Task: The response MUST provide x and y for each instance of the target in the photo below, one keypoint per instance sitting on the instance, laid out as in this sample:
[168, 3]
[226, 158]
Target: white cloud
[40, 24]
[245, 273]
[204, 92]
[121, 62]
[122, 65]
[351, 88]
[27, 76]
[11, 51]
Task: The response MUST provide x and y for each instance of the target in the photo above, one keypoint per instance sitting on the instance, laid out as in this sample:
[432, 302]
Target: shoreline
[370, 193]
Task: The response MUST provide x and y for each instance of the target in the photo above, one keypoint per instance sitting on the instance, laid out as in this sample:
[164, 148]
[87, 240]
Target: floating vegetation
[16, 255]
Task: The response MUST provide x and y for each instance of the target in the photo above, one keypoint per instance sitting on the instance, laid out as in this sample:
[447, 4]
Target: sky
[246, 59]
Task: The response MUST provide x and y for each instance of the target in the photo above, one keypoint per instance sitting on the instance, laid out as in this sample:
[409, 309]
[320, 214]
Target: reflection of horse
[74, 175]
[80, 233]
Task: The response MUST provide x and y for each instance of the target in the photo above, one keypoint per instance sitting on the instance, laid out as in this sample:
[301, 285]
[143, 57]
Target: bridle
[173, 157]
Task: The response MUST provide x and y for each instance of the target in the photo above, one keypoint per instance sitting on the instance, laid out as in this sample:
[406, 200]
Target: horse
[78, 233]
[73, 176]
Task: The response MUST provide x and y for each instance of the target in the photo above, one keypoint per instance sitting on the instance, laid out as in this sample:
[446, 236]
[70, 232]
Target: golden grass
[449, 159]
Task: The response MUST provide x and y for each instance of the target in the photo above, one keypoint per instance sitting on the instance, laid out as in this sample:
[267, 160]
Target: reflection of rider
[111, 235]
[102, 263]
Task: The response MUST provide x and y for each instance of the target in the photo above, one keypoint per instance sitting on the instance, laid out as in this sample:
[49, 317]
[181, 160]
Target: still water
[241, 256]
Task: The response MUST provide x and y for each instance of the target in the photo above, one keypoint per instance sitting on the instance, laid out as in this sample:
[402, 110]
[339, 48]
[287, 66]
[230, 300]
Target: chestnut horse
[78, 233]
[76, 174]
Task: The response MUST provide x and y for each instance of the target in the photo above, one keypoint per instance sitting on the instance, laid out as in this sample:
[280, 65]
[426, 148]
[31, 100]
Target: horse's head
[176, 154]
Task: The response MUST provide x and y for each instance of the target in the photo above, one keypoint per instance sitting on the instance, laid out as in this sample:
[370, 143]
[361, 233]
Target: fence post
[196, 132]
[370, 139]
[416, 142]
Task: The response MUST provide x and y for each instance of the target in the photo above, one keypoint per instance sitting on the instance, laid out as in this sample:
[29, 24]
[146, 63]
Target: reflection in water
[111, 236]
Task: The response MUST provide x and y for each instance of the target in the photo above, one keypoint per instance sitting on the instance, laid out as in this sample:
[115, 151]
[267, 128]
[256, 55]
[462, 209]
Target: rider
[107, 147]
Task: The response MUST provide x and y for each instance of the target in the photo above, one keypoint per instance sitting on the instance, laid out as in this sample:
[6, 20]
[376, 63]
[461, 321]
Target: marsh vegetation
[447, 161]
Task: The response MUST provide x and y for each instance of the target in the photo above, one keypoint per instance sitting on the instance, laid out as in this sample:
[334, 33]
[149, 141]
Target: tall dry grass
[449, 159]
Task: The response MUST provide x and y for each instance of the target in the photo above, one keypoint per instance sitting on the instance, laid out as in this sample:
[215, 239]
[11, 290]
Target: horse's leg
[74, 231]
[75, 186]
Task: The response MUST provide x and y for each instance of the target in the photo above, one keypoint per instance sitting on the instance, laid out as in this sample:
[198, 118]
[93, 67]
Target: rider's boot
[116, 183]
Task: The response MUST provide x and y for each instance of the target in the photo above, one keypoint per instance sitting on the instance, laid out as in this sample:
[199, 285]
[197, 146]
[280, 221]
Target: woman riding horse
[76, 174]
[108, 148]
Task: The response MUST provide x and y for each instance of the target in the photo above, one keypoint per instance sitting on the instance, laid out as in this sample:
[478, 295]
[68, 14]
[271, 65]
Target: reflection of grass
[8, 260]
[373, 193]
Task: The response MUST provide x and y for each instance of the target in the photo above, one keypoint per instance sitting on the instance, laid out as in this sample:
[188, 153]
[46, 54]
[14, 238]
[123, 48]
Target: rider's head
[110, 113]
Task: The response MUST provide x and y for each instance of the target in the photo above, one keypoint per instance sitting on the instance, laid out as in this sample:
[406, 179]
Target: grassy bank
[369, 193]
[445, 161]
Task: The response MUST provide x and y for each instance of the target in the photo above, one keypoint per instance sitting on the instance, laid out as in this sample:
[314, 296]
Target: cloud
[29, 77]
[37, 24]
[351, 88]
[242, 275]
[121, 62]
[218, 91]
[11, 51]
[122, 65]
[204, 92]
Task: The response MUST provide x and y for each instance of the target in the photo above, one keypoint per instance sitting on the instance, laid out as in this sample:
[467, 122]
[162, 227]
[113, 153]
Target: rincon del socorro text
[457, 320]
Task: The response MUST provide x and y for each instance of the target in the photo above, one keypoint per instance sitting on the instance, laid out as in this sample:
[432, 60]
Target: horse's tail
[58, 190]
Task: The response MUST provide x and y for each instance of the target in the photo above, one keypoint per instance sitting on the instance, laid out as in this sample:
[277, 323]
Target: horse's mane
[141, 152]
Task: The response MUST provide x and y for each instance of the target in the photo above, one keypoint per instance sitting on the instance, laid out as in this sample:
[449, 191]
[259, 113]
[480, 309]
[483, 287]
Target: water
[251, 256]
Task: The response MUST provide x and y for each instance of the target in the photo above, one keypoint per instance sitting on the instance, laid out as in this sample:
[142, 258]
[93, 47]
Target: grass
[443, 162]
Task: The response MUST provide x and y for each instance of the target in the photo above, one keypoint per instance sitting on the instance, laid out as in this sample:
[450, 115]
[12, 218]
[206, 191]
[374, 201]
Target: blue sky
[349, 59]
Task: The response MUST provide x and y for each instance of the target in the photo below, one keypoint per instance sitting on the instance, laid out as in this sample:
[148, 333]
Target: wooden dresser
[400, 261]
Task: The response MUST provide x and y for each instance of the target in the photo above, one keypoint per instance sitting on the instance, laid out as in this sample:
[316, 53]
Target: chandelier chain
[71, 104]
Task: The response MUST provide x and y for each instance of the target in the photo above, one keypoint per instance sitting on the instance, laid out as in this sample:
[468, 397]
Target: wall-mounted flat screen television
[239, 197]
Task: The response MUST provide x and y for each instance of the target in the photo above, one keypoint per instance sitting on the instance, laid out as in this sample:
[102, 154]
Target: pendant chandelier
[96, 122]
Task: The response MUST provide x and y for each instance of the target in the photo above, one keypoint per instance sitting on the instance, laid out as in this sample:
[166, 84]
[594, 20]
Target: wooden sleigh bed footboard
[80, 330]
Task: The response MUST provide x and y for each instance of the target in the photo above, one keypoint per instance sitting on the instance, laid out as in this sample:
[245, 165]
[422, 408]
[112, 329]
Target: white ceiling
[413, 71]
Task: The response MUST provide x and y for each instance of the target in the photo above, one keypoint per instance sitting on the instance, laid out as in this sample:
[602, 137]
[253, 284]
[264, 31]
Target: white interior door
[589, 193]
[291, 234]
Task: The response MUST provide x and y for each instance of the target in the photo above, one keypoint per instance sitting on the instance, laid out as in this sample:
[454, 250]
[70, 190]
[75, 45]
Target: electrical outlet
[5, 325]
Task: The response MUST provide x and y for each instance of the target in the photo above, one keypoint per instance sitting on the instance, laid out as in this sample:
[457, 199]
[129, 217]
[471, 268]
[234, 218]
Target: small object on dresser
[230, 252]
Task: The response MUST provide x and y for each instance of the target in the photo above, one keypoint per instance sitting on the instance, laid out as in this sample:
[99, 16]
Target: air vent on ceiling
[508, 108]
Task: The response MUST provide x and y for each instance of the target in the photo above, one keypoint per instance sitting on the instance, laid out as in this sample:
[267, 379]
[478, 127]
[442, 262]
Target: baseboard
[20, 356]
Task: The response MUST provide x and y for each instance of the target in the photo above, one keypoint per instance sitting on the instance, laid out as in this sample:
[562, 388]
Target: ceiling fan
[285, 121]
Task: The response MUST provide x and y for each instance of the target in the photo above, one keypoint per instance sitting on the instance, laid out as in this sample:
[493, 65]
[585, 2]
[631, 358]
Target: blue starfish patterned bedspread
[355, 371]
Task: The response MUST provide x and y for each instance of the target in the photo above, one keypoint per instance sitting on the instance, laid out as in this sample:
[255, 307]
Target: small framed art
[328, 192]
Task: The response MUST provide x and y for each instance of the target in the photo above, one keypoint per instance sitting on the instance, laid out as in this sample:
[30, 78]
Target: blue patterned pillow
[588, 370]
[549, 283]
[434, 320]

------------------------

How many lines in the records above contain the string "head"? Case counts. Reply with the number only.

2